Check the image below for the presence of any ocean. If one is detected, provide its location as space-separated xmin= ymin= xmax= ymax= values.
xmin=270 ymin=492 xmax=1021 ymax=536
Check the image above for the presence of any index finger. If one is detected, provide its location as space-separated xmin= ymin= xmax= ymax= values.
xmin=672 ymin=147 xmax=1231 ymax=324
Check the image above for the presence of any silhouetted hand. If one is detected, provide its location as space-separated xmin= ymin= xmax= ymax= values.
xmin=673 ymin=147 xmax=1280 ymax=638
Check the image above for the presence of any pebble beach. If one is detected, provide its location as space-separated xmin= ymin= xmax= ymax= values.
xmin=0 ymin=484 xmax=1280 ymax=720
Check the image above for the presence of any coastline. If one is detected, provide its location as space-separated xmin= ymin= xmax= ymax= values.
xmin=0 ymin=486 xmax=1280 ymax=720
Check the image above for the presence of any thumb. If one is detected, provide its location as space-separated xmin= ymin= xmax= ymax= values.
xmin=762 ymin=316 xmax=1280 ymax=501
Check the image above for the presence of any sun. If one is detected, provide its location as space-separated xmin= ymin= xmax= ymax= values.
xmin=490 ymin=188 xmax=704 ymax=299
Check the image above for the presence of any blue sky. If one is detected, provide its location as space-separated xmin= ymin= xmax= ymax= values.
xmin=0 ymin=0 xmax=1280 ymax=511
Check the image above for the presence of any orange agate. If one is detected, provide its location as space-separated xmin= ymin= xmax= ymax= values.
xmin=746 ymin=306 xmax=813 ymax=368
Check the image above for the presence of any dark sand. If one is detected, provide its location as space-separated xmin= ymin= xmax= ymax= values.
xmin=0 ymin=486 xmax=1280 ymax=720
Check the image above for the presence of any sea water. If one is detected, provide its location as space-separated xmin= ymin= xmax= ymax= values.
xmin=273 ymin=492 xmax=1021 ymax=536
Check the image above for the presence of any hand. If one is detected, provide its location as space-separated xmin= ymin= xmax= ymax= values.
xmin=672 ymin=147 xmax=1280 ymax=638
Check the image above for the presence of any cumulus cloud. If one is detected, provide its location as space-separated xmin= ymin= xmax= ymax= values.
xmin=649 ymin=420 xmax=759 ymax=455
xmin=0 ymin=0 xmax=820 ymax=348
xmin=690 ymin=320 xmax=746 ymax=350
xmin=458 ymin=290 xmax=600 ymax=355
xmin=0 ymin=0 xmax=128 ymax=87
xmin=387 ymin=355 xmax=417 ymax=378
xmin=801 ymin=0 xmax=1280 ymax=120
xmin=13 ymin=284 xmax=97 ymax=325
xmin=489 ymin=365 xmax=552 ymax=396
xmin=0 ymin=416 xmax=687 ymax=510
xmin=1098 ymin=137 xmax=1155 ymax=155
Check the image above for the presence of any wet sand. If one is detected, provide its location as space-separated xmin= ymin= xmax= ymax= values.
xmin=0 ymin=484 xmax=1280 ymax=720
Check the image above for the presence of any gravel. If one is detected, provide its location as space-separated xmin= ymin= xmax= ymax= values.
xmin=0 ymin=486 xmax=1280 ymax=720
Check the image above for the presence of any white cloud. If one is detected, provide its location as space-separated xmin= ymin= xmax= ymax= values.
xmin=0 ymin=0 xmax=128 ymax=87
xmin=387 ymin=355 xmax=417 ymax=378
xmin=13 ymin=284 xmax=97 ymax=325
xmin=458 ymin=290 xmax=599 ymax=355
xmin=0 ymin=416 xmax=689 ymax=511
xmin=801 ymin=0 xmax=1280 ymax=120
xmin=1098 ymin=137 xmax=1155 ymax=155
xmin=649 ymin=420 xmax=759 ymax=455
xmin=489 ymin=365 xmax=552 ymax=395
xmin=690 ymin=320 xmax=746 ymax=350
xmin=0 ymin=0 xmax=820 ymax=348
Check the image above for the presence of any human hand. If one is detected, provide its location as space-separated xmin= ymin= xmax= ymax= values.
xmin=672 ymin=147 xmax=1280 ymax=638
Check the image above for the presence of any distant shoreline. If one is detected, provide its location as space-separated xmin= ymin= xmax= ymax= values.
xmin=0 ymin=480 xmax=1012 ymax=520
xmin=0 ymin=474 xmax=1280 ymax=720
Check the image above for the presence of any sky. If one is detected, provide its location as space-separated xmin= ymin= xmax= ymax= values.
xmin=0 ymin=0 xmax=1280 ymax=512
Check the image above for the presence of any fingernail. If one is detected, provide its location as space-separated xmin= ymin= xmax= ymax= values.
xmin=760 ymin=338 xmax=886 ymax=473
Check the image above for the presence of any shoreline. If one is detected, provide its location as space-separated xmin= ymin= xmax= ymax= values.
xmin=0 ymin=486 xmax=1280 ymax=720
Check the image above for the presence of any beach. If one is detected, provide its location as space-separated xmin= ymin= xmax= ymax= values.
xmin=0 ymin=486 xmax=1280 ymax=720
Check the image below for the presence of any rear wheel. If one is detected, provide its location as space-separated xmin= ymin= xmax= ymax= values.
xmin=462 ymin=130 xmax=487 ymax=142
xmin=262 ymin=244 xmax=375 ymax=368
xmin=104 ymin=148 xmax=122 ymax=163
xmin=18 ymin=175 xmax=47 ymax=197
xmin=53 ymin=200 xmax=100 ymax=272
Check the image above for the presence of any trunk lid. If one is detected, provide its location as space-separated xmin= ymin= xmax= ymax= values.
---+---
Recast every line of the data above as a JSON list of strings, one string per line, leaving out any blank lines.

_Exercise answer_
[
  "Check the image below for the presence of any ocean. If one is detected, provide its location as space-separated xmin= ymin= xmax= ymax= values.",
  "xmin=270 ymin=492 xmax=1021 ymax=536",
  "Check the image above for the presence of any index finger. If one is detected, provide its location as space-separated xmin= ymin= xmax= ymax= values.",
  "xmin=672 ymin=147 xmax=1231 ymax=324",
  "Check the image above for the presence of any silhouetted hand. If one is detected, provide its location as space-separated xmin= ymin= xmax= ymax= values.",
  "xmin=673 ymin=147 xmax=1280 ymax=638",
  "Check the image above for the presence of any pebble beach. If one is detected, provide its location as space-separated xmin= ymin= xmax= ymax= values.",
  "xmin=0 ymin=484 xmax=1280 ymax=720",
  "Check the image above for the presence of any coastline. If one is detected, provide its location as space-separated xmin= ymin= xmax= ymax= values.",
  "xmin=0 ymin=486 xmax=1280 ymax=720",
  "Check the image above for the presence of any thumb. If one is detected, provide its location as space-separated xmin= ymin= xmax= ymax= values.",
  "xmin=762 ymin=316 xmax=1280 ymax=501",
  "Check the image above for the presence of any sun. If one is detected, provide its location as space-separated xmin= ymin= xmax= ymax= values.",
  "xmin=490 ymin=188 xmax=704 ymax=299",
  "Check the image above for the presence of any blue sky. If one is detected, provide its location as space-separated xmin= ymin= xmax= ymax= values.",
  "xmin=0 ymin=0 xmax=1280 ymax=511",
  "Check the image above for the presence of any orange agate. If one is detected, provide its location as space-separated xmin= ymin= xmax= ymax= values.",
  "xmin=746 ymin=306 xmax=813 ymax=368",
  "Check the image above for the presence of any dark sand. If one is detected, provide its location as space-separated xmin= ymin= xmax= ymax= values.",
  "xmin=0 ymin=486 xmax=1280 ymax=720",
  "Check the image above for the presence of any sea water. If one is detected, provide its location as space-separated xmin= ymin= xmax= ymax= values.",
  "xmin=273 ymin=492 xmax=1021 ymax=536",
  "Check the image above for the presence of any hand. If one is detected, provide its location as space-separated xmin= ymin= xmax= ymax= values.",
  "xmin=672 ymin=147 xmax=1280 ymax=638",
  "Check the image above for the presence of any cumulus cloud. If one is detected, provide its location as space-separated xmin= ymin= xmax= ymax= values.",
  "xmin=649 ymin=420 xmax=759 ymax=455",
  "xmin=0 ymin=0 xmax=820 ymax=348",
  "xmin=690 ymin=320 xmax=746 ymax=350",
  "xmin=458 ymin=290 xmax=600 ymax=355",
  "xmin=0 ymin=0 xmax=128 ymax=87",
  "xmin=387 ymin=355 xmax=417 ymax=378",
  "xmin=801 ymin=0 xmax=1280 ymax=120",
  "xmin=13 ymin=284 xmax=97 ymax=325",
  "xmin=489 ymin=365 xmax=552 ymax=396",
  "xmin=0 ymin=416 xmax=687 ymax=510",
  "xmin=1098 ymin=137 xmax=1155 ymax=155",
  "Check the image above for the presence of any wet sand. If one is detected, provide its location as space-separated xmin= ymin= xmax= ymax= values.",
  "xmin=0 ymin=484 xmax=1280 ymax=720",
  "Check the image above for the presence of any gravel. If one is detected, provide its location as space-separated xmin= ymin= xmax= ymax= values.",
  "xmin=0 ymin=486 xmax=1280 ymax=720",
  "Check the image above for the presence of any white cloud. If one is detected, provide its location as space-separated xmin= ymin= xmax= ymax= values.",
  "xmin=0 ymin=0 xmax=128 ymax=87",
  "xmin=387 ymin=355 xmax=417 ymax=378",
  "xmin=13 ymin=284 xmax=97 ymax=325",
  "xmin=458 ymin=290 xmax=599 ymax=355",
  "xmin=0 ymin=416 xmax=689 ymax=511",
  "xmin=801 ymin=0 xmax=1280 ymax=120",
  "xmin=1098 ymin=137 xmax=1155 ymax=155",
  "xmin=649 ymin=420 xmax=759 ymax=455",
  "xmin=489 ymin=365 xmax=552 ymax=395",
  "xmin=690 ymin=320 xmax=746 ymax=350",
  "xmin=0 ymin=0 xmax=820 ymax=348",
  "Check the image above for the presence of any human hand. If one is detected, provide its location as space-separated xmin= ymin= xmax= ymax= values.",
  "xmin=672 ymin=147 xmax=1280 ymax=638",
  "Check the image above for the presence of any distant shoreline. If one is detected, provide its location as space-separated xmin= ymin= xmax= ymax= values.",
  "xmin=0 ymin=480 xmax=1012 ymax=520",
  "xmin=0 ymin=474 xmax=1280 ymax=720",
  "Check the image above for the presence of any sky. If one is detected, provide its location as space-separated xmin= ymin= xmax= ymax= values.",
  "xmin=0 ymin=0 xmax=1280 ymax=512",
  "Check the image above for the presence of any fingernail. If one is detected, provide its location as space-separated xmin= ymin= xmax= ymax= values.",
  "xmin=760 ymin=338 xmax=886 ymax=473",
  "Check the image above for the presence of any shoreline. If one is detected, provide its location as space-separated xmin= ymin= xmax= ymax= values.",
  "xmin=0 ymin=486 xmax=1280 ymax=720",
  "Check the image above for the presence of any beach. If one is detected, provide its location as space-separated xmin= ymin= xmax= ymax= values.",
  "xmin=0 ymin=486 xmax=1280 ymax=720",
  "Check the image below for the presence of any rear wheel. If one is detected, provide its location as space-separated xmin= ymin= xmax= ymax= values.",
  "xmin=462 ymin=130 xmax=487 ymax=142",
  "xmin=262 ymin=244 xmax=375 ymax=368",
  "xmin=104 ymin=148 xmax=122 ymax=163",
  "xmin=18 ymin=175 xmax=47 ymax=197",
  "xmin=53 ymin=200 xmax=100 ymax=272",
  "Check the image above for the presence of any trunk lid. If one is detected, provide its location as space-separated xmin= ymin= xmax= ymax= values."
]